In de strijd tegen drugs moeten de politieke neuzen in dezelfde richting wijzen

Gepubliceerd in De Tijd op 21 maart 2019|

Een gemoderniseerd drugsbeleid draagt daadwerkelijk bij aan de daling van druggebruik en criminaliteit. Het huidige beleid doet het omgekeerde en heeft enkel averechtse effecten. Installeer een parlementaire werkgroep middelenbeleid.

Granaten ontploffen in Antwerpen-Noord, ketamine duikt op in het nachtleven, de sluiting van de Kompass Klub in Gent wekt beroering en het verband tussen hoge concentraties THC in cannabis en psychoses is nog maar eens bevestigd.

We worden overspoeld met berichtgeving over drugsfenomenen in de samenleving en met ideologisch gekleurde analyses en oplossingen. Een ding is zeker: burgemeesters zitten met de handen in het haar. Het lijkt allemaal niet de goede kant uit te gaan en de tijd dringt. Alle betrokken partijen en deskundigen zijn het eens over het belang van de strijd tegen middelenmisbruik en tegen georganiseerde misdaad. Maar over de strategie wijzen de neuzen veel te veel in verschillende richtingen.

Drugsfenomenen (en de daarmee samenhangende problemen van welzijn, volksgezondheid, overlast en criminaliteit) zijn bijzonder ingewikkelde maatschappelijke vraagstukken. Ze vragen een geïntegreerde en integrale aanpak. Die termen bezigen we al lang, niks nieuws onder de zon dus, maar het Belgische middelenbeleid is niét geïntegreerd en integraal. Op het lokale vlak bedenkt men eigen oplossingen, bij tegenvallende resultaten worden andere partijen met de vinger gewezen en in de aanloop naar de verkiezingen rollen politici over elkaar met slogans over het eigen grote gelijk.

Ik roep de dames en heren politici van dit land op om, over de partijpolitieke grenzen en het rechts-versus-linksgekissebis heen, een parlementaire werkgroep middelenbeleid te installeren. Die kan de hele materie grondig analyseren en alle experts en terreindeskundigen ter zake uitgebreid en rustig beluisteren. Die kan ook kennis nemen van wetenschappelijke inzichten uit alle disciplines, uit binnen- én buitenland. De werkgroep kan het plan van aanpak evalueren, hertekenen en actualiseren, en daarmee een modern, integraal en intern consistent middelenbeleid verwezenlijken.

Laat die werkgroep nagaan in welke mate het huidige beleid in harmonie is met de aanbevelingen van de parlementaire werkgroep drugs die in 1996 – twintig jaar geleden dus – de lijnen uitzette, en in welke mate de aanbevelingen van toen werden opgevolgd. In het kader van het Federaal Onderzoeksprogramma Drugs zijn tientallen studies verricht: welke aanbevelingen hebben die opgeleverd en hoe zijn ze in het middelenbeleid vertaald?

┄┄┄┄┄┄

* **Opdrachten**
(1) Beantwoord over het opiniestuk over drugsbeleid de volgende vragen:
(a) In welke krant en op welke datum is het stuk gepubliceerd?
(b) Welke club in Gent wordt genoemd?
(c) In welk jaar zette de parlementaire werkgroep drugs de lijnen uit?
(2) Neem uit het opiniestuk over drugsbeleid woordelijk het gedeelte over vanaf "Een gemoderniseerd drugsbeleid" tot en met "maar eens bevestigd.".

┄┄┄┄┄┄

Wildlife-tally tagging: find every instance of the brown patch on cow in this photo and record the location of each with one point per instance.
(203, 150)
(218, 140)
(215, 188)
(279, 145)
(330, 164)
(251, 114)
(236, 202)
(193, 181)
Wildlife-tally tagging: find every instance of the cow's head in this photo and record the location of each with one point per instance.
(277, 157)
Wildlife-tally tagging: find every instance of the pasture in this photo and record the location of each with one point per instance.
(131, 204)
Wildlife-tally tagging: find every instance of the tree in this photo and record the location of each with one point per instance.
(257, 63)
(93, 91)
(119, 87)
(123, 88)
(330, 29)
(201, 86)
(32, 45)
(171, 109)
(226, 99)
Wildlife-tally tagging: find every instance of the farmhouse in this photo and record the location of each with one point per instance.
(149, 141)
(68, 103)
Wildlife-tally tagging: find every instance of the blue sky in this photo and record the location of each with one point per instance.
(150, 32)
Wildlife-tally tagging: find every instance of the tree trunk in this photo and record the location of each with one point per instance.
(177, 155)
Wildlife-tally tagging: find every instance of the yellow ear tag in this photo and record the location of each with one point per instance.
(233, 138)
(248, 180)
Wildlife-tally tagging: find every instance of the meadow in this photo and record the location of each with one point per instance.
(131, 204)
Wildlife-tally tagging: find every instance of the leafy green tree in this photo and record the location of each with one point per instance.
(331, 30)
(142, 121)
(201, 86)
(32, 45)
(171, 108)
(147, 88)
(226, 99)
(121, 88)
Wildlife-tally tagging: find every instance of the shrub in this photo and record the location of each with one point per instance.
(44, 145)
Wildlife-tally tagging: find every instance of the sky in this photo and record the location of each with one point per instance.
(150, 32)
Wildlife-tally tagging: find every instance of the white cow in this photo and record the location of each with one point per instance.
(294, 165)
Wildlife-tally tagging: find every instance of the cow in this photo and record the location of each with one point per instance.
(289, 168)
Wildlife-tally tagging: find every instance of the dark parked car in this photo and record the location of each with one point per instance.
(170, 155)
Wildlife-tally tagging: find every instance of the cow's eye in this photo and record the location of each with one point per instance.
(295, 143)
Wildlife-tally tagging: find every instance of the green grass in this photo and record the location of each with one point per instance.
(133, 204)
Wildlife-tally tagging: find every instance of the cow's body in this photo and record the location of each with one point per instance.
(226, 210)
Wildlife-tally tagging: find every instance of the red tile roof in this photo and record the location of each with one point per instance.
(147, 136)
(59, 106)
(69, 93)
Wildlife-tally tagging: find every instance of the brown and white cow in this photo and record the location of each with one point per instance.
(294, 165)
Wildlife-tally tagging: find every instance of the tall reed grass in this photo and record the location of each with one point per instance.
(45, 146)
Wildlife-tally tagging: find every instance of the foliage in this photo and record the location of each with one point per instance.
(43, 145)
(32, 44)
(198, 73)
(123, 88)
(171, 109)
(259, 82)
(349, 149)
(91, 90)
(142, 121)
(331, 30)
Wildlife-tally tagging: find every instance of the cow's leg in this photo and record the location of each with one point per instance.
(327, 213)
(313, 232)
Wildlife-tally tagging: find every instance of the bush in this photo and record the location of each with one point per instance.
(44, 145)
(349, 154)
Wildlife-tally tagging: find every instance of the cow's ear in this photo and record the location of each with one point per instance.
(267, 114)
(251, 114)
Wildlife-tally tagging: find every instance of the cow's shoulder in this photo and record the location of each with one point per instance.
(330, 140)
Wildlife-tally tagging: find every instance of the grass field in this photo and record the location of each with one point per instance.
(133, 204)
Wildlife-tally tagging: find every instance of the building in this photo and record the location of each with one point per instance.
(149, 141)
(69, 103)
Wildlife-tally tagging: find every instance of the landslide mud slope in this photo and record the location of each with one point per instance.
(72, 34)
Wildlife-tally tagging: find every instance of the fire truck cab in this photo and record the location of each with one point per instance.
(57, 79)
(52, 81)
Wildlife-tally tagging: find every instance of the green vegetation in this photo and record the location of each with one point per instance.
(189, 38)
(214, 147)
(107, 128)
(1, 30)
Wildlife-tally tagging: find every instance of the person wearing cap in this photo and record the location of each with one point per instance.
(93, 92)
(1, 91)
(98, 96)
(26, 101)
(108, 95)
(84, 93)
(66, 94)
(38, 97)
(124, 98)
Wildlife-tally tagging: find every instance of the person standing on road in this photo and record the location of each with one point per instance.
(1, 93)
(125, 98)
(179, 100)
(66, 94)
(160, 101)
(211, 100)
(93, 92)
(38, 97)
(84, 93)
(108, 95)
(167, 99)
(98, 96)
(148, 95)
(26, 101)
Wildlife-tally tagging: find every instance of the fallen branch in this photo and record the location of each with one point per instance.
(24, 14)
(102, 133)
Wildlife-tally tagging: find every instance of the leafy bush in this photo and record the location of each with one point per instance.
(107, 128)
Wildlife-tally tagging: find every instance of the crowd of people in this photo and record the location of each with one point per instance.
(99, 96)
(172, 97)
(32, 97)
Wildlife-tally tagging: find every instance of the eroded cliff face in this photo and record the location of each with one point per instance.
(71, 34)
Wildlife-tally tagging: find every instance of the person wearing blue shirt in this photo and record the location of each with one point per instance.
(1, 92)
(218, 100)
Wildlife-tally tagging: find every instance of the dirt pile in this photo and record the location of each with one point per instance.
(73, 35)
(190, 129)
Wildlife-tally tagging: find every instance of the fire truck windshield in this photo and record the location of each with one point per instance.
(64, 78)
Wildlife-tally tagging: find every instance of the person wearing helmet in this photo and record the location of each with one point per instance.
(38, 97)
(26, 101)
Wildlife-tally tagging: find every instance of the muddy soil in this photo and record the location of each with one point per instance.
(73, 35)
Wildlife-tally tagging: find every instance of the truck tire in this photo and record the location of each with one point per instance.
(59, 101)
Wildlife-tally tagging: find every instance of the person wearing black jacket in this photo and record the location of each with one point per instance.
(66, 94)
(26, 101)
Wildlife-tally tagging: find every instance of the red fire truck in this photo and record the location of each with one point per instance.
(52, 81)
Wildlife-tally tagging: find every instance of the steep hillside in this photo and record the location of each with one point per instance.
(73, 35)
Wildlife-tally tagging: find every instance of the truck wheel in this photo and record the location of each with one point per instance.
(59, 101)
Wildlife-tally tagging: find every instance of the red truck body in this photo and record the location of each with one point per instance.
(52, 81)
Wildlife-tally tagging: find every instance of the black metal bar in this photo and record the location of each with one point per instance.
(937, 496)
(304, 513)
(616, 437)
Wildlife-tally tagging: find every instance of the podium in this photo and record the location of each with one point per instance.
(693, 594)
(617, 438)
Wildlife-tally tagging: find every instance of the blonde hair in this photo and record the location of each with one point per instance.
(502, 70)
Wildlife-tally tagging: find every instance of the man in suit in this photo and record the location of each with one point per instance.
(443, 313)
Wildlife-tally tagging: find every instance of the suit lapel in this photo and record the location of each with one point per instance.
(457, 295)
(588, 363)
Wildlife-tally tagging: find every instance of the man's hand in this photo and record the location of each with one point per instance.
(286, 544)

┄┄┄┄┄┄

* **Antwoorden**
(1)
(a) In De Tijd, op 21 maart 2019.
(b) De Kompass Klub.
(c) In 1996.

(2)
Een gemoderniseerd drugsbeleid draagt daadwerkelijk bij aan de daling van druggebruik en criminaliteit. Het huidige beleid doet het omgekeerde en heeft enkel averechtse effecten. Installeer een parlementaire werkgroep middelenbeleid.

Granaten ontploffen in Antwerpen-Noord, ketamine duikt op in het nachtleven, de sluiting van de Kompass Klub in Gent wekt beroering en het verband tussen hoge concentraties THC in cannabis en psychoses is nog maar eens bevestigd.